= Beginning of Section =

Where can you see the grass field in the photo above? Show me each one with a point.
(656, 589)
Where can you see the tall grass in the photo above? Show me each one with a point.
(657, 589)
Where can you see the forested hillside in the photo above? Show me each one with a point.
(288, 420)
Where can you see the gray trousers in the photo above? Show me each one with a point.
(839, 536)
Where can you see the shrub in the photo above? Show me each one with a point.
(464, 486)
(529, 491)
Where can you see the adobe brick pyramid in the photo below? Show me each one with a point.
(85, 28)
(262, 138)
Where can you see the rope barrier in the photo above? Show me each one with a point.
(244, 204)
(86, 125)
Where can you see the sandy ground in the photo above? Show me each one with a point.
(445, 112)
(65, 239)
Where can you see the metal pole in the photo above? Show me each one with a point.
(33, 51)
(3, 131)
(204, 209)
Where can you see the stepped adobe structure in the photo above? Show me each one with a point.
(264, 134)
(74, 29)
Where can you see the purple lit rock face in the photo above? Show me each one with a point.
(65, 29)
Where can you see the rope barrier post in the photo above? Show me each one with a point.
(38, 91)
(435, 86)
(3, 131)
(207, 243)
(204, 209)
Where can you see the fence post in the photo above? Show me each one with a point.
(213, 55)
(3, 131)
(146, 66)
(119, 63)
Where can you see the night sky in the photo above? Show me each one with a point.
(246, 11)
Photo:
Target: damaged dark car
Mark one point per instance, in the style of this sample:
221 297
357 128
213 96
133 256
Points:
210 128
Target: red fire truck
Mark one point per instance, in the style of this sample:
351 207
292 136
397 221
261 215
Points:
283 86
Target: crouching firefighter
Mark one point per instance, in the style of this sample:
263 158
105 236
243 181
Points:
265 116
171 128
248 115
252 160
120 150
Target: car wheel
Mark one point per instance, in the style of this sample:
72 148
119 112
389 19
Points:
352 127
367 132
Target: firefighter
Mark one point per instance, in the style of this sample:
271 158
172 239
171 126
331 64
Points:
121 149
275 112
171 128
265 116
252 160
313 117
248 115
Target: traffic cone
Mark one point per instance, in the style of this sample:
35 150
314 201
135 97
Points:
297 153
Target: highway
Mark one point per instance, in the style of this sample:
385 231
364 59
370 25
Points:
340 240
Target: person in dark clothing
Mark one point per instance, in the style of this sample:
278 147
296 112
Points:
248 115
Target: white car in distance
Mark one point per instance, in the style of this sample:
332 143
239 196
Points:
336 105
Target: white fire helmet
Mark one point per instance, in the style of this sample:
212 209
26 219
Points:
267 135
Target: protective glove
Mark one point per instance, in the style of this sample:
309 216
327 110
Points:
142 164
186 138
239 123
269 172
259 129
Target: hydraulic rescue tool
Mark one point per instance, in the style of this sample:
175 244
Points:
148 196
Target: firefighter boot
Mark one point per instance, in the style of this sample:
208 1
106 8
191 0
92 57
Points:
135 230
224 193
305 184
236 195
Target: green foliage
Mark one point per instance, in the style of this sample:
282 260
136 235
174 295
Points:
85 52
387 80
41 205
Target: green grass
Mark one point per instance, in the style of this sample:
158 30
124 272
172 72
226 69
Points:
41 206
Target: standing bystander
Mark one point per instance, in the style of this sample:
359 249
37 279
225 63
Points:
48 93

= End of Section =

**Assigned task**
Your response should consist of the listing, reproduced exactly.

**Written response**
Where can you see the grass field in the photo above? Show me each one with a point.
(656, 589)
Where can you see the tall grass in the photo above? Show me each one with a point.
(657, 589)
Where can you see the forested hillside in the photo above? Show me each one with a point.
(288, 420)
Where can you see the gray trousers in the photo above? Show me each one with a point.
(839, 536)
Where can you see the shrub in the photo above? Show me each one with a point.
(464, 486)
(529, 491)
Where can you see the adobe brick pyramid in the photo below? Show me each one with a point.
(85, 28)
(262, 138)
Where can you see the rope barrier in the photo above? Show me each one with a point.
(244, 204)
(86, 125)
Where can you see the sandy ground in the photo above? Show me each one with a point.
(445, 112)
(65, 239)
Where can you see the metal pole in the photo above? Show me each one with a point.
(33, 51)
(3, 131)
(204, 209)
Where can you see the stepped adobe structure in the photo above? Show me each one with a point.
(264, 134)
(74, 29)
Where can you see the purple lit rock face in the photo above? Show me each one with a point.
(65, 29)
Where can you see the rope barrier post in the photo above? Show me each one with a point.
(38, 91)
(435, 86)
(3, 131)
(207, 243)
(204, 209)
Where can you see the fence post in the photo above? Show me each one with a point.
(213, 55)
(3, 131)
(146, 66)
(119, 63)
Where can you see the night sky in the photo above? Show me each one with a point.
(246, 11)
Photo:
Target: damaged dark car
Mark one point per instance, in the style of this sample:
221 297
357 128
213 96
133 256
Points:
210 128
Target: red fire truck
Mark one point per instance, in the style of this sample:
351 207
292 136
397 221
261 215
Points:
283 86
Target: crouching firefighter
Mark one point per instance, in the style of this sample:
263 158
105 236
243 181
Points:
265 116
171 128
248 115
252 160
120 150
Target: car wheel
Mark one point per instance, in the style of this sample:
72 148
119 112
389 19
Points:
352 127
367 132
Target: firefighter
Mark one point per instance, in the style of this sample:
271 158
172 239
171 126
331 64
Points:
121 149
275 112
171 128
265 116
252 160
313 117
248 115
Target: traffic cone
Mark one point per instance, in the style of this sample:
35 150
314 201
135 97
Points:
297 153
Target: highway
Mark one point per instance, in the style of this sample:
385 231
364 59
370 25
Points:
340 240
Target: person in dark clothing
Mark one point per instance, in the style of this sample:
278 147
296 112
Points:
248 115
Target: white car in distance
Mark one point per instance, in the style of this sample:
332 143
239 196
Points:
336 105
Target: white fire helmet
Mark one point per instance, in the style of this sample:
212 209
26 219
Points:
267 135
Target: protective glove
Mark one point per instance, in the style of this sample:
309 216
327 110
Points:
142 164
186 138
239 123
269 172
259 129
Target: hydraulic rescue tool
Mark one point per instance, in the style of this sample:
175 244
Points:
148 196
Target: firefighter boot
Mark one point per instance, in the style of this sample:
208 1
106 8
191 0
92 57
Points:
135 230
224 193
305 184
236 195
Target: green foliage
Mark one point per instance, in the style of this sample:
282 260
136 235
174 295
Points:
85 52
387 80
41 205
Target: green grass
Mark one point per instance, in the style of this sample:
158 30
124 272
172 72
226 69
Points:
41 206
Target: standing bystander
Mark one point per instance, in the style of this sample:
359 249
37 279
225 63
Points:
48 93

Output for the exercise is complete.